- **What is required**: Your task is to transcribe the entries below exactly, beginning with the line containing "of the advertising" and ending with the final line, and to add nothing else.

· · · · · · ·

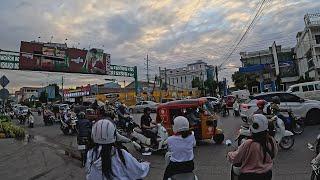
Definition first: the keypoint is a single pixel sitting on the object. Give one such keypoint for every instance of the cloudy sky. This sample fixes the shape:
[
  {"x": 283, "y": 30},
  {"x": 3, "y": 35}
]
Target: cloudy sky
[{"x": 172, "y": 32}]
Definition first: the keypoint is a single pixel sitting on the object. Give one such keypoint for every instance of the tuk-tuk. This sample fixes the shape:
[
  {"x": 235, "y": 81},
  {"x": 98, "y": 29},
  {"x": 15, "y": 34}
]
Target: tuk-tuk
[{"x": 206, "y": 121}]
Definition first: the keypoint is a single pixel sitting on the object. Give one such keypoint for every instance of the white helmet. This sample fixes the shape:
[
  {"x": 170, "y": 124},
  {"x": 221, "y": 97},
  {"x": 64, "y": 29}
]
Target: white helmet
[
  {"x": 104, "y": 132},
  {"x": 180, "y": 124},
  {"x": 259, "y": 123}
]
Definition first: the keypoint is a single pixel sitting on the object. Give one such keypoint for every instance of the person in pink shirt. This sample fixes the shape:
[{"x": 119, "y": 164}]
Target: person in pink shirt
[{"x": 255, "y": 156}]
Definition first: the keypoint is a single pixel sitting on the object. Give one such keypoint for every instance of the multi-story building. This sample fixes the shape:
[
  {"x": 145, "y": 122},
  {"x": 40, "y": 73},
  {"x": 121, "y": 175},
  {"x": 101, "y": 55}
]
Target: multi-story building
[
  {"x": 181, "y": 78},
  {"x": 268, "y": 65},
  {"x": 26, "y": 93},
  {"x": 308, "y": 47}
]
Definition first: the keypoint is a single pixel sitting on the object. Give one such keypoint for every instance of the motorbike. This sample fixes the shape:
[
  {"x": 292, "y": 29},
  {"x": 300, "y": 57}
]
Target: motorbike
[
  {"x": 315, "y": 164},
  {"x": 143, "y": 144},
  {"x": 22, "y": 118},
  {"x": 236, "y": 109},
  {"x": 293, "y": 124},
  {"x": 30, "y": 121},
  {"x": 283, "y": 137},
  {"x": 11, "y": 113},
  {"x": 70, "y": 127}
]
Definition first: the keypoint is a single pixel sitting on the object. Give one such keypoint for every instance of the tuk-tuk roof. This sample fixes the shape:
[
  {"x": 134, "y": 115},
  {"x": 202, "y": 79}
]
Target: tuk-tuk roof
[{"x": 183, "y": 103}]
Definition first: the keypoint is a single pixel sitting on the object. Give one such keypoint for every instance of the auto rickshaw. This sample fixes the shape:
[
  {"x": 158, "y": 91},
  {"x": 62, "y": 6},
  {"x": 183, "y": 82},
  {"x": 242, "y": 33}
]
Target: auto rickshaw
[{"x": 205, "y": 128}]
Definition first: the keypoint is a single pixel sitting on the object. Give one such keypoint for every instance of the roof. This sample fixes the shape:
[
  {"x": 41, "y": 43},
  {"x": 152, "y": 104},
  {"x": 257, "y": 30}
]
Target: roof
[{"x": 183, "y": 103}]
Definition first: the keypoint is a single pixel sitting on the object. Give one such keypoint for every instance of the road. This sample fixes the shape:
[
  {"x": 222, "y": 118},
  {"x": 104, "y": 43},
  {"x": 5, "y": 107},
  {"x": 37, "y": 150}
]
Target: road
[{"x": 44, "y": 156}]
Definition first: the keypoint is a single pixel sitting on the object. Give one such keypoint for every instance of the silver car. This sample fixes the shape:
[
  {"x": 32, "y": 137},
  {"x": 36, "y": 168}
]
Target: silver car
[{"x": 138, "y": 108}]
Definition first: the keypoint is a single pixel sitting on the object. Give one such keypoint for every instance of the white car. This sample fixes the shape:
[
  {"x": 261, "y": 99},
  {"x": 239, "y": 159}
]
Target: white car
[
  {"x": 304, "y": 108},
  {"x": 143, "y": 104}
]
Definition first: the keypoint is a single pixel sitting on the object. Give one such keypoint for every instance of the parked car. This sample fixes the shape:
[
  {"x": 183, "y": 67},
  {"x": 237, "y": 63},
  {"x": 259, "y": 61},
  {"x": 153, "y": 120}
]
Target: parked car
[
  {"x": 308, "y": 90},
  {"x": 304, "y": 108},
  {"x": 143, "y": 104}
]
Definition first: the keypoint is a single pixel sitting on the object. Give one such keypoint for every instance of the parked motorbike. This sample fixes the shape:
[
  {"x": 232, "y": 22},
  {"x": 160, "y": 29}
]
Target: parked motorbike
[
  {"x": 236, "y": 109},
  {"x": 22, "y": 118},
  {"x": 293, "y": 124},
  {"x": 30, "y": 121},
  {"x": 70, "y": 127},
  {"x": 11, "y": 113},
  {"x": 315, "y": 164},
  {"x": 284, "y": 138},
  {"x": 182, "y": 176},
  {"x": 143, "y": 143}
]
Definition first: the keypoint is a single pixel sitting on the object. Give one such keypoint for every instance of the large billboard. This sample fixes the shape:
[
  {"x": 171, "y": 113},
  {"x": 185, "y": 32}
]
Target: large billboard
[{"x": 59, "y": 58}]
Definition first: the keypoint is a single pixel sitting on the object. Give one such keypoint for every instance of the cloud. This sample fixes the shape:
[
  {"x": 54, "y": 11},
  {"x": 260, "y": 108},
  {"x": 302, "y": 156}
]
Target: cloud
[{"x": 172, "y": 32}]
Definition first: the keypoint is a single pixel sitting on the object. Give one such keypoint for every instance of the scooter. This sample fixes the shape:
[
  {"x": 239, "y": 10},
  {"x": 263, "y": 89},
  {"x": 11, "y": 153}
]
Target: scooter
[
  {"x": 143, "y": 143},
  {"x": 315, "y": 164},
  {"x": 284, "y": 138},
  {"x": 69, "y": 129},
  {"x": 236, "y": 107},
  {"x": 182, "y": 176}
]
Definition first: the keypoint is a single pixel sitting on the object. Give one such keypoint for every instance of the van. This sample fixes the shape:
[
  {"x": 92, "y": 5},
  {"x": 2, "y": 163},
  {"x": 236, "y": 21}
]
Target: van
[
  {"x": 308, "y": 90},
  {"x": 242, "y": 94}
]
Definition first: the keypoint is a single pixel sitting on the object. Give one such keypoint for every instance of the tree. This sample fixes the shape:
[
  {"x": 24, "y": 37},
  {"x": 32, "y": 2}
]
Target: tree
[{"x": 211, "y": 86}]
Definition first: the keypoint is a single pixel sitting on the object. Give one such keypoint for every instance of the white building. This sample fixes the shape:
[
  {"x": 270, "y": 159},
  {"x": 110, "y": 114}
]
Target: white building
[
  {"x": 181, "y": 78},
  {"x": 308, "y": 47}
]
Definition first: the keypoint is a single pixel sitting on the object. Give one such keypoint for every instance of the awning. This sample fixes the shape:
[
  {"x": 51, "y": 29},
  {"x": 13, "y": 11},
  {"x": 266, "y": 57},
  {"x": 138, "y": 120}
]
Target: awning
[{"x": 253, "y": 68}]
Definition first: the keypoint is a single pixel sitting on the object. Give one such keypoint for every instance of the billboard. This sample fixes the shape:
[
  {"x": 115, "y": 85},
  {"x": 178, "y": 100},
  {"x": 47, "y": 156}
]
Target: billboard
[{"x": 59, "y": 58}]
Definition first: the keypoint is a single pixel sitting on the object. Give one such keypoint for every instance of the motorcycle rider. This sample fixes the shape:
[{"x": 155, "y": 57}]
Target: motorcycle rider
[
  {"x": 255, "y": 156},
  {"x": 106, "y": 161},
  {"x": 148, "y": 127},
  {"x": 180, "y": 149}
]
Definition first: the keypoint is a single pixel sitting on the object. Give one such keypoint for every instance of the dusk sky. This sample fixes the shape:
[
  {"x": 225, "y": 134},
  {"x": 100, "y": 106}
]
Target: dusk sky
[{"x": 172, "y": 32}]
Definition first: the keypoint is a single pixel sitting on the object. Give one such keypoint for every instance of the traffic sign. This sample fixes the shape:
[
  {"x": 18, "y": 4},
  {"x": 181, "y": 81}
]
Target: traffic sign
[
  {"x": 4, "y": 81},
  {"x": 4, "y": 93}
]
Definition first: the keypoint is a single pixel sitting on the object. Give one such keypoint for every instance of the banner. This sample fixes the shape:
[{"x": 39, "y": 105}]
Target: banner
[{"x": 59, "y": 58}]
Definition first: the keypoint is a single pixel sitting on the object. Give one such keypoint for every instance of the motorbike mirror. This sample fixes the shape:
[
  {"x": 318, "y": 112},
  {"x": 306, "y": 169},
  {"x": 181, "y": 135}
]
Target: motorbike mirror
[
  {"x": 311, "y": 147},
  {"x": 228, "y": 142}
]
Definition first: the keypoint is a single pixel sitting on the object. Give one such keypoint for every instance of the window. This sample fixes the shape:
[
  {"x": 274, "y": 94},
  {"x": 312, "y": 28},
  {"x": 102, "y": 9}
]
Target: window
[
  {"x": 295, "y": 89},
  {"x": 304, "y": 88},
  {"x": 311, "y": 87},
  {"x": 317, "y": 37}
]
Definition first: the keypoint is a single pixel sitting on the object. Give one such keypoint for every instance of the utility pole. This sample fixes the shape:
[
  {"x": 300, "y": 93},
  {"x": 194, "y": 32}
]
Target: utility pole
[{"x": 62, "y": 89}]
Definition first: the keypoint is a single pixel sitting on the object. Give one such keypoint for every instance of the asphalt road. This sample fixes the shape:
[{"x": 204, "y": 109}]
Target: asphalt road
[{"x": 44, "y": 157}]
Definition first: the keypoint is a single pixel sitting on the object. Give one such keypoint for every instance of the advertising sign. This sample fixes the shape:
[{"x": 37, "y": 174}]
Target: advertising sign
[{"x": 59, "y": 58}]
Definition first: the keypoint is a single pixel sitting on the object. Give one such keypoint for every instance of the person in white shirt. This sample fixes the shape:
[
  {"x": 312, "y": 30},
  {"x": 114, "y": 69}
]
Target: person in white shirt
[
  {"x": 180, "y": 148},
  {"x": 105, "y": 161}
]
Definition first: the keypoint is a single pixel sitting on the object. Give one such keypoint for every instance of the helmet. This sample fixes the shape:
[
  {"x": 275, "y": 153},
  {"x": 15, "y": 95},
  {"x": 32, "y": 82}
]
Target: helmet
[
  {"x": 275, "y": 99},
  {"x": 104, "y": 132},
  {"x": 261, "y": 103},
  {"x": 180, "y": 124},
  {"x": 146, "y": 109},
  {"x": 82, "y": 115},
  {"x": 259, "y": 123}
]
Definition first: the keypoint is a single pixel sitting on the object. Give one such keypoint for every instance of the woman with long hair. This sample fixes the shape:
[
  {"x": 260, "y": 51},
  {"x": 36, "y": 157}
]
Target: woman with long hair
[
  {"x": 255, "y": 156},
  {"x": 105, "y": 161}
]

· · · · · · ·

- **Task answer**:
Definition first: the keypoint is a single pixel sitting on the object. Give one such keypoint for every instance of the advertising sign. This sample fixes the shape:
[{"x": 37, "y": 174}]
Target: advertising sign
[{"x": 59, "y": 58}]
Definition first: the keypoint is a single pixel sitting on the object. Give one such keypoint for every instance of the person in white shirt. This sample fixes the shape:
[
  {"x": 312, "y": 30},
  {"x": 114, "y": 69}
]
Target: person in white shirt
[
  {"x": 180, "y": 148},
  {"x": 105, "y": 161}
]
Definition first: the keypoint is a single pixel sitting on the object. Give one such keypoint for every instance of the helmet. This sample fixes the shape:
[
  {"x": 275, "y": 153},
  {"x": 15, "y": 95},
  {"x": 32, "y": 82}
]
Target: helmet
[
  {"x": 275, "y": 99},
  {"x": 104, "y": 132},
  {"x": 261, "y": 103},
  {"x": 180, "y": 124},
  {"x": 146, "y": 109},
  {"x": 82, "y": 115},
  {"x": 259, "y": 123}
]
Definition first: the keypoint is a single pixel sitting on the object. Give one such keypoint for every instance of the woman with long hair. This sample fixes the shape:
[
  {"x": 260, "y": 51},
  {"x": 36, "y": 157}
]
Target: woman with long hair
[
  {"x": 255, "y": 156},
  {"x": 105, "y": 161}
]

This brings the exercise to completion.